### Exercise objective
Reproduce exactly the lines from the line containing "of the electrical" through the end of the records below, including both ends, and nothing else.

### Records for processing

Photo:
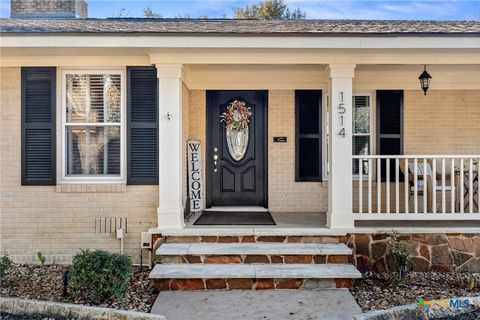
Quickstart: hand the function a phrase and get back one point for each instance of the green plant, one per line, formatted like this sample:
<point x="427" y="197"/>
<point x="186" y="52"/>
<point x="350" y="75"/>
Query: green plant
<point x="5" y="264"/>
<point x="399" y="255"/>
<point x="473" y="281"/>
<point x="99" y="275"/>
<point x="41" y="257"/>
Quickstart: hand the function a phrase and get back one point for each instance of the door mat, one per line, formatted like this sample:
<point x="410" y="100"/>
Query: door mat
<point x="216" y="218"/>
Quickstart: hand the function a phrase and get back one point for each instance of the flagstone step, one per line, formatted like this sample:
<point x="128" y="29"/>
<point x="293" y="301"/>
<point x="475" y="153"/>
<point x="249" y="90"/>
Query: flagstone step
<point x="252" y="276"/>
<point x="204" y="249"/>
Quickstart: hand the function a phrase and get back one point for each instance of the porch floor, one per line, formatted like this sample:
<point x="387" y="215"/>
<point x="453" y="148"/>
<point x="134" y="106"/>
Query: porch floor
<point x="314" y="224"/>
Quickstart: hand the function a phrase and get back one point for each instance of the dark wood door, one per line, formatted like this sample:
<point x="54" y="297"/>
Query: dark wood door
<point x="230" y="181"/>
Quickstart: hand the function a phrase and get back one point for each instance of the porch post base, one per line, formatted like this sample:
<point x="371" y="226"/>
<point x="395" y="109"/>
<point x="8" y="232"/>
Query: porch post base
<point x="170" y="218"/>
<point x="340" y="220"/>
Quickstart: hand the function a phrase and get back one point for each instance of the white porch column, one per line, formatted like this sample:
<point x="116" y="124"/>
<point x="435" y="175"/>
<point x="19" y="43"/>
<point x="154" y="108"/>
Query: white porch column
<point x="170" y="210"/>
<point x="340" y="214"/>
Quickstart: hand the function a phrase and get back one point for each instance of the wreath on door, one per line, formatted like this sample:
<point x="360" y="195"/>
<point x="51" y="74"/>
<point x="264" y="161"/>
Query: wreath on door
<point x="236" y="116"/>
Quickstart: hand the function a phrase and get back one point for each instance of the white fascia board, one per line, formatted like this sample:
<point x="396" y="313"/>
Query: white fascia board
<point x="261" y="42"/>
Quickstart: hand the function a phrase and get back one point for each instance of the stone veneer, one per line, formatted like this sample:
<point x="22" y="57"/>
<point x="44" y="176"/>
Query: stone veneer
<point x="249" y="284"/>
<point x="429" y="252"/>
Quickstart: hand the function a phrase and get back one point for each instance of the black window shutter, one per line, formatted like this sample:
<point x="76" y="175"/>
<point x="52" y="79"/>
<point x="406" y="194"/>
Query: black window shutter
<point x="308" y="135"/>
<point x="38" y="125"/>
<point x="389" y="126"/>
<point x="142" y="125"/>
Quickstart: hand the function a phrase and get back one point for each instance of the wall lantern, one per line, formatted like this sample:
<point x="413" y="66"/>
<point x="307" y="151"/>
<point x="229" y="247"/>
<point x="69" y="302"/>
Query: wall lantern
<point x="424" y="79"/>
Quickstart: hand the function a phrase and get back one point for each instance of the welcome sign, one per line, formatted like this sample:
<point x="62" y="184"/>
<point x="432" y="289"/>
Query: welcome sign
<point x="195" y="185"/>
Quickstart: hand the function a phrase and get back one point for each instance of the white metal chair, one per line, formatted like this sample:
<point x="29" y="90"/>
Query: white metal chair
<point x="426" y="170"/>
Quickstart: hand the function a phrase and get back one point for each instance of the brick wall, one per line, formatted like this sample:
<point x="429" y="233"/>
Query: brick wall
<point x="49" y="8"/>
<point x="442" y="122"/>
<point x="284" y="194"/>
<point x="59" y="220"/>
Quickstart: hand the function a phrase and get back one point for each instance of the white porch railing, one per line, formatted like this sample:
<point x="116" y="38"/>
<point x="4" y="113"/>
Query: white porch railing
<point x="417" y="187"/>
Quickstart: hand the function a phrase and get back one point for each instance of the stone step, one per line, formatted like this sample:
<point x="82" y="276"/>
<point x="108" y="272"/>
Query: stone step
<point x="280" y="249"/>
<point x="252" y="276"/>
<point x="194" y="271"/>
<point x="242" y="235"/>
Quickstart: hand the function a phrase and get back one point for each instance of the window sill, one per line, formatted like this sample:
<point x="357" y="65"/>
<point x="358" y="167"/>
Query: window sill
<point x="91" y="187"/>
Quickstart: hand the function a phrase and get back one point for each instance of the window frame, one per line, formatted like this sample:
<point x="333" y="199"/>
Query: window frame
<point x="320" y="138"/>
<point x="372" y="127"/>
<point x="94" y="179"/>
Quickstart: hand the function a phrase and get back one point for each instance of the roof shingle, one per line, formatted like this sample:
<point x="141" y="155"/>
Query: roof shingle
<point x="245" y="27"/>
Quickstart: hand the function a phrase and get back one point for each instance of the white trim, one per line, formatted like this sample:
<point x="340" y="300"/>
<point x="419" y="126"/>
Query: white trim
<point x="92" y="179"/>
<point x="372" y="129"/>
<point x="417" y="216"/>
<point x="239" y="41"/>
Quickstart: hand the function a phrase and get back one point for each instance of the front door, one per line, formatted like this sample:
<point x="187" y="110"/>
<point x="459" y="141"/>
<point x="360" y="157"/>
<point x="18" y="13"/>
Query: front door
<point x="236" y="148"/>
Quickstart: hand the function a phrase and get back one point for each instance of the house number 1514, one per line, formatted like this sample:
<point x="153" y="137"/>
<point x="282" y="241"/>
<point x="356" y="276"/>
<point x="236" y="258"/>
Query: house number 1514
<point x="341" y="112"/>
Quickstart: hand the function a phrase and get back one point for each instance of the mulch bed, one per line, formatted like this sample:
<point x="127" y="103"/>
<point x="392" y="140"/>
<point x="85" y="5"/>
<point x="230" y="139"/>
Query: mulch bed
<point x="46" y="283"/>
<point x="377" y="291"/>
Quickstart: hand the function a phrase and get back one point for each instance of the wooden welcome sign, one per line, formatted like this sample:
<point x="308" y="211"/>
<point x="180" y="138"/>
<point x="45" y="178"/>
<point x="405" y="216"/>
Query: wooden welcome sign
<point x="195" y="185"/>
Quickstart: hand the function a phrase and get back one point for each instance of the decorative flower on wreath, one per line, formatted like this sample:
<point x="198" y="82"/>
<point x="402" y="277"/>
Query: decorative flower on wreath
<point x="236" y="116"/>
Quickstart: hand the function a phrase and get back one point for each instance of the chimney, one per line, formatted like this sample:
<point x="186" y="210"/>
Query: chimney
<point x="48" y="9"/>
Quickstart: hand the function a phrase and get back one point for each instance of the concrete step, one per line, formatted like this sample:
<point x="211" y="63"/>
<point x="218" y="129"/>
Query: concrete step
<point x="280" y="249"/>
<point x="252" y="276"/>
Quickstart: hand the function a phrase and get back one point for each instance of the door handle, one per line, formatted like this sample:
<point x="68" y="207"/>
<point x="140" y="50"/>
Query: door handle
<point x="215" y="158"/>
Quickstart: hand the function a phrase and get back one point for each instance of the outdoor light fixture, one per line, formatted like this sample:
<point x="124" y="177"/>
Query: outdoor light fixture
<point x="424" y="79"/>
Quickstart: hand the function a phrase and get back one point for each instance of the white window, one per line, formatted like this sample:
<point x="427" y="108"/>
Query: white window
<point x="93" y="121"/>
<point x="361" y="130"/>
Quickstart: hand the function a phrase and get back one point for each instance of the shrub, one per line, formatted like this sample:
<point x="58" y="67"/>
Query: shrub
<point x="5" y="264"/>
<point x="41" y="257"/>
<point x="99" y="275"/>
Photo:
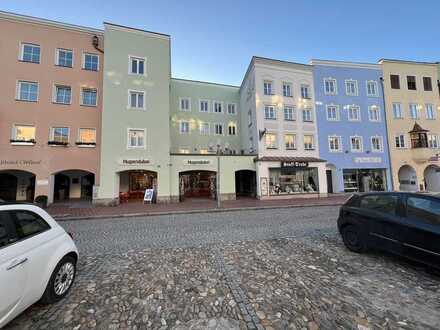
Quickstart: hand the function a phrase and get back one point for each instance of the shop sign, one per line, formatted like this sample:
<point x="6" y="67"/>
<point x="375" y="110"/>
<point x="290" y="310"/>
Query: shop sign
<point x="21" y="162"/>
<point x="135" y="162"/>
<point x="197" y="162"/>
<point x="368" y="160"/>
<point x="294" y="164"/>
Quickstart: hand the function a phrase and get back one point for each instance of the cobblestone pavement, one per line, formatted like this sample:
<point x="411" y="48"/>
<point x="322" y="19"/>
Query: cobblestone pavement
<point x="235" y="272"/>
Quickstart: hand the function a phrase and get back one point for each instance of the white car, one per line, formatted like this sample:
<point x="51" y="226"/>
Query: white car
<point x="37" y="259"/>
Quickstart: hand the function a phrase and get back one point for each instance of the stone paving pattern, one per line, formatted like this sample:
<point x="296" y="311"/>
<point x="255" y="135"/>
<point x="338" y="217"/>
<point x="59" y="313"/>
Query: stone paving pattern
<point x="243" y="276"/>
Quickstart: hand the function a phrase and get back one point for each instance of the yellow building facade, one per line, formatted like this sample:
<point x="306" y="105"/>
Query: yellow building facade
<point x="412" y="108"/>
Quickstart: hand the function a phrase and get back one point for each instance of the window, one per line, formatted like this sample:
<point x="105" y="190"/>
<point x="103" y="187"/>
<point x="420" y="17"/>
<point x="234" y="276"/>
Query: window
<point x="374" y="113"/>
<point x="430" y="112"/>
<point x="271" y="141"/>
<point x="60" y="135"/>
<point x="399" y="141"/>
<point x="383" y="203"/>
<point x="397" y="111"/>
<point x="309" y="143"/>
<point x="23" y="133"/>
<point x="232" y="129"/>
<point x="356" y="143"/>
<point x="185" y="104"/>
<point x="395" y="81"/>
<point x="332" y="113"/>
<point x="136" y="138"/>
<point x="218" y="107"/>
<point x="334" y="144"/>
<point x="305" y="92"/>
<point x="218" y="129"/>
<point x="63" y="94"/>
<point x="184" y="127"/>
<point x="433" y="141"/>
<point x="30" y="53"/>
<point x="28" y="223"/>
<point x="137" y="65"/>
<point x="354" y="113"/>
<point x="287" y="89"/>
<point x="89" y="97"/>
<point x="414" y="111"/>
<point x="289" y="113"/>
<point x="425" y="209"/>
<point x="269" y="112"/>
<point x="64" y="58"/>
<point x="427" y="84"/>
<point x="372" y="88"/>
<point x="268" y="87"/>
<point x="204" y="106"/>
<point x="290" y="141"/>
<point x="351" y="87"/>
<point x="204" y="129"/>
<point x="90" y="62"/>
<point x="411" y="81"/>
<point x="136" y="100"/>
<point x="307" y="115"/>
<point x="376" y="144"/>
<point x="27" y="91"/>
<point x="330" y="86"/>
<point x="87" y="136"/>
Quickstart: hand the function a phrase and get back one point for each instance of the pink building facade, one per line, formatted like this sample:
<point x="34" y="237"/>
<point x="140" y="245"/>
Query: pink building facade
<point x="50" y="109"/>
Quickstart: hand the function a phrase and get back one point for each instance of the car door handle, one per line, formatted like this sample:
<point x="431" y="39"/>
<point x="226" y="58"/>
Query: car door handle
<point x="16" y="263"/>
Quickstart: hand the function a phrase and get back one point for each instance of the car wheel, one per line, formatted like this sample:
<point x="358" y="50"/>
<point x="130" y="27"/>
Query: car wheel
<point x="353" y="239"/>
<point x="60" y="281"/>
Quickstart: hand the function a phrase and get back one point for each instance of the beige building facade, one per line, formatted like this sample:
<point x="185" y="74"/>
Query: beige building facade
<point x="412" y="106"/>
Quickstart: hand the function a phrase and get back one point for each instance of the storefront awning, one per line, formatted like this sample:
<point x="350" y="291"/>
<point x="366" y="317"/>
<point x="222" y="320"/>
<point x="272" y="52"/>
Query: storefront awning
<point x="289" y="159"/>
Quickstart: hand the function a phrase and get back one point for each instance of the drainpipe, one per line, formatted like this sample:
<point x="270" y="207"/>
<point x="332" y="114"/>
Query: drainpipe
<point x="386" y="128"/>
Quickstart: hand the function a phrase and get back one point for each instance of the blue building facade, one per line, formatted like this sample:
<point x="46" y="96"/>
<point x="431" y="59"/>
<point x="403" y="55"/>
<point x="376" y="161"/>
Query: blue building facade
<point x="352" y="126"/>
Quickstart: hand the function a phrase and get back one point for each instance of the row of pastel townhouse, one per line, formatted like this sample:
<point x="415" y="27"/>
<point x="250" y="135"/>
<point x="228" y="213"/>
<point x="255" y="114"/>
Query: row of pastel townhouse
<point x="90" y="114"/>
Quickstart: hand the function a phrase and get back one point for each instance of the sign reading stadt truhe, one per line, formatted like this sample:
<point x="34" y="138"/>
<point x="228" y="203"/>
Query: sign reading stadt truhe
<point x="295" y="164"/>
<point x="197" y="162"/>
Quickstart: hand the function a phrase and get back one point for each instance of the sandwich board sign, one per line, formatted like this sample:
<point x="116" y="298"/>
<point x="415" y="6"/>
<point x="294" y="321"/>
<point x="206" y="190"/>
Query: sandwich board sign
<point x="148" y="196"/>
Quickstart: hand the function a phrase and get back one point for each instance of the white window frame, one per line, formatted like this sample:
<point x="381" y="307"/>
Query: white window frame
<point x="356" y="87"/>
<point x="274" y="112"/>
<point x="221" y="106"/>
<point x="57" y="57"/>
<point x="21" y="54"/>
<point x="337" y="112"/>
<point x="339" y="138"/>
<point x="293" y="108"/>
<point x="376" y="108"/>
<point x="18" y="90"/>
<point x="130" y="91"/>
<point x="52" y="133"/>
<point x="380" y="139"/>
<point x="215" y="129"/>
<point x="139" y="58"/>
<point x="83" y="66"/>
<point x="144" y="140"/>
<point x="335" y="82"/>
<point x="235" y="109"/>
<point x="181" y="122"/>
<point x="209" y="128"/>
<point x="359" y="112"/>
<point x="79" y="138"/>
<point x="54" y="94"/>
<point x="374" y="82"/>
<point x="361" y="143"/>
<point x="200" y="105"/>
<point x="14" y="134"/>
<point x="81" y="96"/>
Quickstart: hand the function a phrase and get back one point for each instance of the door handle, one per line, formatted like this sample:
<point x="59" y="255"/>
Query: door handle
<point x="16" y="263"/>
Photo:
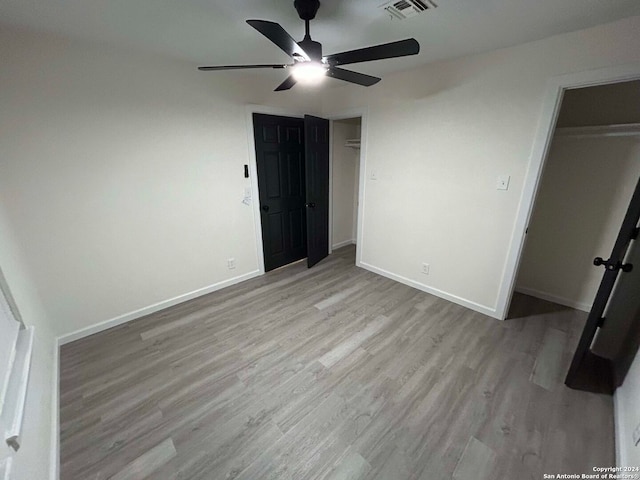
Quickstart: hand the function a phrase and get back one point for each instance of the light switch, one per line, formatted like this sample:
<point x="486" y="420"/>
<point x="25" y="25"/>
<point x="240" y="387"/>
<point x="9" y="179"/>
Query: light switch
<point x="503" y="182"/>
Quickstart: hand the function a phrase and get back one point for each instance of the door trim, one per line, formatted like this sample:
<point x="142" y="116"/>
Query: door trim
<point x="253" y="170"/>
<point x="363" y="113"/>
<point x="546" y="126"/>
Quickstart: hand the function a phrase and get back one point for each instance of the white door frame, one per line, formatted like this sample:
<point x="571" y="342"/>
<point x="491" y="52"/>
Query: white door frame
<point x="362" y="113"/>
<point x="546" y="127"/>
<point x="253" y="169"/>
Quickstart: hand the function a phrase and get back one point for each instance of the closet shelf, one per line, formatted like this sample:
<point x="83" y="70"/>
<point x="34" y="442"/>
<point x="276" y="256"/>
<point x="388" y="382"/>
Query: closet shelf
<point x="615" y="130"/>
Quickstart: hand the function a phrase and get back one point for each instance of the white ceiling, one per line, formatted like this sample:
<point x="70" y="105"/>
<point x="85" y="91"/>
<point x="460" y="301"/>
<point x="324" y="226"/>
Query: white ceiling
<point x="213" y="32"/>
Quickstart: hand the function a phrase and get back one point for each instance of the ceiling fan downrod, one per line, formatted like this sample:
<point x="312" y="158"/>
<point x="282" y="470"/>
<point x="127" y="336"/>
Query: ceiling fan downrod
<point x="307" y="10"/>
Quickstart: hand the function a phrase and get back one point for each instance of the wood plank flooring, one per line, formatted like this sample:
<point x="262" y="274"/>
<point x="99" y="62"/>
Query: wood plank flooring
<point x="330" y="373"/>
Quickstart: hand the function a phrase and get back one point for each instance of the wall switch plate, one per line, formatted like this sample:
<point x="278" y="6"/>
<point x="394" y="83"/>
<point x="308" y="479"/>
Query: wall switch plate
<point x="503" y="182"/>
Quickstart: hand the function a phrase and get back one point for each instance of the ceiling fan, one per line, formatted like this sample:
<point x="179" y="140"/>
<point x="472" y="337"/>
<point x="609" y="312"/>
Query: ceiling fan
<point x="309" y="66"/>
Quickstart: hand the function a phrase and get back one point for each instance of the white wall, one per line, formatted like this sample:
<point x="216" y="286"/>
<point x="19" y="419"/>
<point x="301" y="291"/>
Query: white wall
<point x="584" y="194"/>
<point x="122" y="174"/>
<point x="345" y="162"/>
<point x="439" y="136"/>
<point x="33" y="458"/>
<point x="628" y="417"/>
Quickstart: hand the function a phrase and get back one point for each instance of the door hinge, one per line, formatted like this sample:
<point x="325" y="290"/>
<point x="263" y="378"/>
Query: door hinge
<point x="611" y="265"/>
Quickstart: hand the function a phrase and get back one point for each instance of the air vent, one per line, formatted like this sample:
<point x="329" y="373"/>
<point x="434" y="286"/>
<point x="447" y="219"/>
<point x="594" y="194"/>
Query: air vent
<point x="403" y="9"/>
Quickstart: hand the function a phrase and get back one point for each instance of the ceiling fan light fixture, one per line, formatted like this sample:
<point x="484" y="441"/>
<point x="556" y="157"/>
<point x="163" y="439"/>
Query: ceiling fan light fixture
<point x="309" y="73"/>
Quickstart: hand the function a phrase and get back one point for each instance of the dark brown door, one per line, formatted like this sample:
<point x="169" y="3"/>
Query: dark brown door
<point x="316" y="131"/>
<point x="590" y="370"/>
<point x="280" y="155"/>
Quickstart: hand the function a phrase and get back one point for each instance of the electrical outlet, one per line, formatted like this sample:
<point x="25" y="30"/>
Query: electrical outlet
<point x="636" y="435"/>
<point x="503" y="182"/>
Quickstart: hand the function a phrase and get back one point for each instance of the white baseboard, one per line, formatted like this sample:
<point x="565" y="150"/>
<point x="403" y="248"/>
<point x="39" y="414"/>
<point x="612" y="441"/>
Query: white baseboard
<point x="343" y="244"/>
<point x="618" y="415"/>
<point x="127" y="317"/>
<point x="585" y="307"/>
<point x="433" y="291"/>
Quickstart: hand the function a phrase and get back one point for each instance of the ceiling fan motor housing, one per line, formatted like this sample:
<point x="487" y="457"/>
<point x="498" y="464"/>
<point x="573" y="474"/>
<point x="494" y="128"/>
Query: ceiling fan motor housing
<point x="312" y="48"/>
<point x="307" y="9"/>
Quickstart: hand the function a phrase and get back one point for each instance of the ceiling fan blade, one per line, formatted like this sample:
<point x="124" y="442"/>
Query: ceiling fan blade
<point x="401" y="48"/>
<point x="239" y="67"/>
<point x="278" y="35"/>
<point x="287" y="84"/>
<point x="353" y="77"/>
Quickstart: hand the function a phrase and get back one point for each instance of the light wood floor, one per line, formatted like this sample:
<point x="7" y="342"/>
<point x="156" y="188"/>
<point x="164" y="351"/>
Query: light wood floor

### Result of this exercise
Quickstart: hand the function a phrase and get back one point for each instance of the electrical outlet, one per line, formatted like this sample:
<point x="25" y="30"/>
Query: electrical outlet
<point x="636" y="435"/>
<point x="503" y="182"/>
Quickstart: hand the function a phrase and get back one point for each instance of the white baseboard, one per line, formatted like this sample:
<point x="565" y="150"/>
<point x="403" y="248"/>
<point x="39" y="414"/>
<point x="612" y="441"/>
Query: white baseboard
<point x="343" y="244"/>
<point x="618" y="415"/>
<point x="127" y="317"/>
<point x="585" y="307"/>
<point x="433" y="291"/>
Quickstart: hand the function a phrase and get back one point for each instance of the ceiling fan motor housing, one per line, formatted like this sample:
<point x="487" y="457"/>
<point x="498" y="464"/>
<point x="573" y="474"/>
<point x="494" y="128"/>
Query: ceiling fan motor housing
<point x="312" y="48"/>
<point x="307" y="9"/>
Quickstart: hand the function a phrase and get back one point for each instance of the ceiling fan blade, one per line, formatted like this sample:
<point x="124" y="442"/>
Query: ceiling fan blade
<point x="401" y="48"/>
<point x="239" y="67"/>
<point x="278" y="35"/>
<point x="287" y="84"/>
<point x="353" y="77"/>
Quickstart: hand the function a phrase and get back one point for each instance of the light wood floor, one per line, formatted like this sample:
<point x="7" y="342"/>
<point x="156" y="188"/>
<point x="164" y="351"/>
Query: light wood floor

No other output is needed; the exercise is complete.